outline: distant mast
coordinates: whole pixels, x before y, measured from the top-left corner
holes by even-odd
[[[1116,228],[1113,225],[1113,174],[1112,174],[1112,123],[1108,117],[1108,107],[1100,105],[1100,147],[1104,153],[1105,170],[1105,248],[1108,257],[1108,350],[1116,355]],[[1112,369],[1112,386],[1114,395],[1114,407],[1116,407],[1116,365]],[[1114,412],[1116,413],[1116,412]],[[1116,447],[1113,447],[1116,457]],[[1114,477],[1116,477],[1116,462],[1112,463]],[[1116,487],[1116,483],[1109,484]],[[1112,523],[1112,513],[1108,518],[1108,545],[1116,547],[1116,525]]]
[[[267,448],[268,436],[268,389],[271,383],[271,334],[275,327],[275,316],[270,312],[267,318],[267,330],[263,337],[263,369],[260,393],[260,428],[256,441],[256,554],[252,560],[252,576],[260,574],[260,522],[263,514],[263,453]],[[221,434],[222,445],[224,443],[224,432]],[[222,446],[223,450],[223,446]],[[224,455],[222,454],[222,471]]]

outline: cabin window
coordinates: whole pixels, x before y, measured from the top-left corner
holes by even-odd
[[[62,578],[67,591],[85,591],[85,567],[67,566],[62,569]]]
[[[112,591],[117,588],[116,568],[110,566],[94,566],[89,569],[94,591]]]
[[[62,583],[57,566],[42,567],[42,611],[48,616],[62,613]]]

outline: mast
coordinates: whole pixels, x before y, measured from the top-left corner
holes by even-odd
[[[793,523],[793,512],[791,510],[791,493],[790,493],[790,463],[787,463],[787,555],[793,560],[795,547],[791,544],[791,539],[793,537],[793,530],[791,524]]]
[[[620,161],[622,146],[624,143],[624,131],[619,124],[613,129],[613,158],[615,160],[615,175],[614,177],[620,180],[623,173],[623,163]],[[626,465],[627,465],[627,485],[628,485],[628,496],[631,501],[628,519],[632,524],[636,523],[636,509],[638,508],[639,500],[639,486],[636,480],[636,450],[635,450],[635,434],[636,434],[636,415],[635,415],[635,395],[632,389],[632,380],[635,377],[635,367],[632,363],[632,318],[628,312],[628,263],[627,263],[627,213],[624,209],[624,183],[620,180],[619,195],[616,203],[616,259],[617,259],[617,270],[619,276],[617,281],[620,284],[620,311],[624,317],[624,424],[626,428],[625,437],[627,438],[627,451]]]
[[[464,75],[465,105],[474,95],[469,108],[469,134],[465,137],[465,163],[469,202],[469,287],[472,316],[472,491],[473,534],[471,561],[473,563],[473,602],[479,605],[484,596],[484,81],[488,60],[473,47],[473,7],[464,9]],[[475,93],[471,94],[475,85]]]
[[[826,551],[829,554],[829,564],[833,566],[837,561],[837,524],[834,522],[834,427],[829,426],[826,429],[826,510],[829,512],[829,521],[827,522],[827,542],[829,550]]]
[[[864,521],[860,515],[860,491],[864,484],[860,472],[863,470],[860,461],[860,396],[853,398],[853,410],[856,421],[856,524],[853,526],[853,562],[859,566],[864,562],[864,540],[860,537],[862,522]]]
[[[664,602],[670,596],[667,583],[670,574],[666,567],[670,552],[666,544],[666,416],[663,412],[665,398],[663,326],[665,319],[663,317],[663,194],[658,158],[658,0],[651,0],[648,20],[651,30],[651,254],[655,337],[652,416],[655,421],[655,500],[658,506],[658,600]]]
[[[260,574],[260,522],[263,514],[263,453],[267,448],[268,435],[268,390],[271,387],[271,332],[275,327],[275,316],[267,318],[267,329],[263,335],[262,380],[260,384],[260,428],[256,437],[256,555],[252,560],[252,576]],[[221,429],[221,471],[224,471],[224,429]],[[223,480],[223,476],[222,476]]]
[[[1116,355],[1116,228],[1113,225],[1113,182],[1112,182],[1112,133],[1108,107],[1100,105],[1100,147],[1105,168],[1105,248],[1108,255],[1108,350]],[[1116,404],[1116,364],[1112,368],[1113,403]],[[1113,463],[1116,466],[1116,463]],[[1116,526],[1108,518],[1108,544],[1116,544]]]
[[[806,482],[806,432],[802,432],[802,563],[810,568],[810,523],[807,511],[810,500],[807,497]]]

::::::::

### What you have to do
Please rewrite all of the material above, replacing "top-left corner" with "upper-left corner" everywhere it occurs and leaving everything else unchanged.

### Output
outline: distant mast
coordinates: whole pixels, x before y, measured from the upper-left corner
holes by even-odd
[[[1116,228],[1113,225],[1113,174],[1112,174],[1112,123],[1108,117],[1108,107],[1100,105],[1100,147],[1104,153],[1105,170],[1105,248],[1108,257],[1108,350],[1116,355]],[[1112,369],[1112,386],[1114,395],[1114,407],[1116,407],[1116,365]],[[1114,412],[1116,413],[1116,412]],[[1116,447],[1113,447],[1116,457]],[[1114,477],[1116,477],[1116,462],[1112,463]],[[1116,487],[1116,483],[1109,484]],[[1112,523],[1112,513],[1108,518],[1108,545],[1116,547],[1116,525]]]
[[[267,448],[268,436],[268,389],[271,383],[271,334],[275,327],[275,316],[270,312],[267,318],[267,330],[263,337],[263,369],[260,393],[260,428],[256,441],[256,554],[252,560],[252,576],[260,574],[260,522],[263,514],[263,453]],[[221,434],[222,445],[224,443],[224,432]],[[222,446],[223,450],[223,446]],[[224,455],[222,454],[222,471]]]

outline: cabin window
coordinates: whole pixels, x before y, measured from the upper-left corner
holes by even-odd
[[[62,578],[67,591],[85,591],[85,567],[67,566],[62,569]]]
[[[112,591],[117,588],[116,568],[110,566],[94,566],[89,569],[94,591]]]
[[[62,583],[57,566],[42,567],[42,611],[48,616],[62,613]]]

outline: mast
coordinates: whole pixels, x before y, measured from the upper-left corner
holes by even-odd
[[[793,523],[793,512],[791,510],[791,493],[790,493],[790,463],[787,463],[787,555],[793,560],[795,547],[791,544],[791,539],[793,537],[793,530],[791,524]]]
[[[620,161],[622,146],[624,143],[624,131],[619,124],[613,129],[613,158],[615,160],[615,175],[614,177],[620,180],[623,173],[623,163]],[[626,465],[627,465],[627,485],[628,485],[628,496],[631,501],[628,519],[632,524],[636,523],[636,509],[638,508],[639,500],[639,486],[636,480],[636,450],[635,450],[635,434],[636,434],[636,415],[635,415],[635,395],[632,389],[632,380],[635,377],[635,367],[632,363],[632,318],[628,312],[628,263],[627,263],[627,213],[624,209],[624,183],[620,180],[619,195],[616,203],[616,259],[617,259],[617,270],[619,276],[617,281],[620,284],[620,311],[624,317],[624,424],[626,428],[625,437],[627,438],[627,451]]]
[[[464,75],[465,105],[474,95],[469,108],[469,134],[465,137],[465,163],[469,202],[469,287],[472,316],[472,491],[473,534],[471,561],[473,563],[473,602],[479,605],[484,596],[484,81],[488,60],[473,47],[473,7],[464,9]],[[475,93],[471,94],[475,85]]]
[[[826,551],[829,554],[829,564],[833,566],[837,561],[837,524],[834,522],[834,427],[829,426],[826,429],[826,510],[829,512],[829,521],[827,522],[827,542],[829,550]]]
[[[864,521],[860,515],[860,491],[864,484],[860,472],[863,470],[860,461],[860,396],[853,398],[853,410],[856,421],[856,524],[853,526],[853,562],[859,566],[864,562],[864,540],[860,537],[862,522]]]
[[[664,602],[670,596],[667,583],[670,574],[666,567],[670,552],[666,544],[666,416],[663,412],[665,398],[663,326],[665,319],[663,317],[663,194],[658,158],[658,0],[651,0],[648,20],[651,30],[651,254],[655,337],[652,416],[655,421],[655,500],[658,506],[658,600]]]
[[[260,574],[260,522],[263,514],[263,453],[267,448],[268,435],[268,390],[271,387],[271,332],[275,327],[275,316],[267,318],[267,329],[263,335],[262,380],[260,384],[260,428],[256,437],[256,555],[252,560],[252,576]],[[221,429],[221,471],[224,471],[224,429]],[[223,480],[223,476],[222,476]]]
[[[1116,355],[1116,228],[1113,225],[1113,182],[1112,182],[1112,133],[1108,107],[1100,105],[1100,147],[1105,168],[1105,248],[1108,255],[1108,350]],[[1116,404],[1116,364],[1112,368],[1113,403]],[[1113,463],[1116,466],[1116,463]],[[1116,526],[1108,518],[1108,544],[1116,544]]]
[[[806,482],[806,432],[802,432],[802,563],[810,568],[810,523],[807,511],[810,500],[807,497]]]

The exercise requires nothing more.